**To do**
Copy the entries out again in full.

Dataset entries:
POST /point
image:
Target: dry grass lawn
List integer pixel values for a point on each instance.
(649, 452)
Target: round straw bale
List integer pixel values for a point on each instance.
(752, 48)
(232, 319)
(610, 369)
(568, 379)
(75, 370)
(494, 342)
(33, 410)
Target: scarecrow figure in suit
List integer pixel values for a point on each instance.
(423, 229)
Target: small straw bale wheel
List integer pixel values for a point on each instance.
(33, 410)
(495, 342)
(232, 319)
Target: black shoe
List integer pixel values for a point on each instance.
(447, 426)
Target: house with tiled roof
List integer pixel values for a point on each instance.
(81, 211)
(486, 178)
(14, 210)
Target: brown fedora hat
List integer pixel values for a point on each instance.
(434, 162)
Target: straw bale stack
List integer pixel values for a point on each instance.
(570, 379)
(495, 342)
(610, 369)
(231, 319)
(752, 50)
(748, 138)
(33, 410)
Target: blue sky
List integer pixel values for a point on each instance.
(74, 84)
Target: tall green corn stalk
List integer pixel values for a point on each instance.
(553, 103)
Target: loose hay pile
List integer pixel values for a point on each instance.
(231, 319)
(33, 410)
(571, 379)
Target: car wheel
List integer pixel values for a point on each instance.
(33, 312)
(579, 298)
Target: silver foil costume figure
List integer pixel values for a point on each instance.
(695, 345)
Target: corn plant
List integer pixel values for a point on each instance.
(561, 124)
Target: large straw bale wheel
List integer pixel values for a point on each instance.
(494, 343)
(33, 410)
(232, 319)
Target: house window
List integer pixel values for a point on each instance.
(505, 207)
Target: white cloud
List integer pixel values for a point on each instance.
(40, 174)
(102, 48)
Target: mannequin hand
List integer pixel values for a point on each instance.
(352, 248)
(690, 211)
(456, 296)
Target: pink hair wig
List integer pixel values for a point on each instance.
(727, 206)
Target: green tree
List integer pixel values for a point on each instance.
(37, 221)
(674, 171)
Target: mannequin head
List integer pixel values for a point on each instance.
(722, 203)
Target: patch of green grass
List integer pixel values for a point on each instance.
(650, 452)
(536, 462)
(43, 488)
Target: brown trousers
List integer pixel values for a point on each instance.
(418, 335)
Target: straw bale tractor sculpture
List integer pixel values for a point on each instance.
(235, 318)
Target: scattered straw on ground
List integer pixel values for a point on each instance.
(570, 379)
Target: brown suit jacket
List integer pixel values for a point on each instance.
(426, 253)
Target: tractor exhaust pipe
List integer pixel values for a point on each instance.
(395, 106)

**Reply**
POST /point
image:
Target: dry grass lawn
List integer pixel values for a point on each instance.
(649, 452)
Target: round straw bale
List integer pixel values for a point on each instance.
(752, 48)
(232, 319)
(610, 369)
(568, 379)
(75, 370)
(494, 342)
(33, 410)
Target: scarecrow figure in suit
List integer pixel values for a point on each instance.
(423, 229)
Target: small straw bale wheel
List integer pixel values for a point on each instance.
(33, 410)
(495, 342)
(232, 319)
Target: black shoe
List integer pixel values for a point on each instance.
(447, 426)
Target: house with tiled roof
List integer pixel values for a point on each instance.
(81, 211)
(486, 178)
(14, 210)
Target: brown fedora hat
List integer pixel values for a point on each instance.
(434, 162)
Target: straw bale stack
List integer pixel values for a point on each instance.
(570, 379)
(495, 342)
(610, 369)
(231, 319)
(752, 50)
(748, 138)
(33, 410)
Target: blue sky
List integer pixel values for a point on each instance.
(74, 84)
Target: tall green corn stalk
List integer pixel values for a point on each instance.
(553, 103)
Target: loose hay pile
List integer pixel values for a point on each instance.
(231, 319)
(33, 410)
(571, 379)
Target: car wheel
List integer pixel values for a point on each instance.
(33, 312)
(579, 298)
Target: silver foil costume figure
List integer pixel values for a point on each instance.
(695, 345)
Target: corn plant
List integer pixel values for a point on each instance.
(561, 124)
Target: large straw bale wheel
List integer pixel values for a point on each instance.
(494, 343)
(33, 410)
(232, 319)
Target: house window
List integer pixel values for a point on each instance.
(505, 207)
Target: white cloud
List integer pixel values for a point on each instance.
(40, 174)
(102, 48)
Target: mannequin hand
List integer pixel values for a point on each instance.
(352, 248)
(690, 211)
(456, 296)
Target: pink hair wig
List integer pixel values for a point on each instance.
(727, 206)
Target: green tree
List integer pixel values for a point on each instance.
(37, 221)
(674, 171)
Target: mannequin head
List integer pixel values for a point on each instance.
(722, 203)
Target: patch of green grass
List integer pixel values for a point on each instance.
(650, 452)
(536, 462)
(43, 488)
Target: brown trousers
List integer pixel values for a point on each instance.
(418, 335)
Target: straw bale tractor sculpture
List integer pixel values for a point on each instance.
(235, 318)
Target: scattered straw on ground
List integer pixel values for a point on each instance.
(570, 379)
Target: brown suit jacket
List integer pixel values for a point on each instance.
(426, 253)
Target: tractor exhaust pipe
List integer pixel values for a point on each instance.
(395, 106)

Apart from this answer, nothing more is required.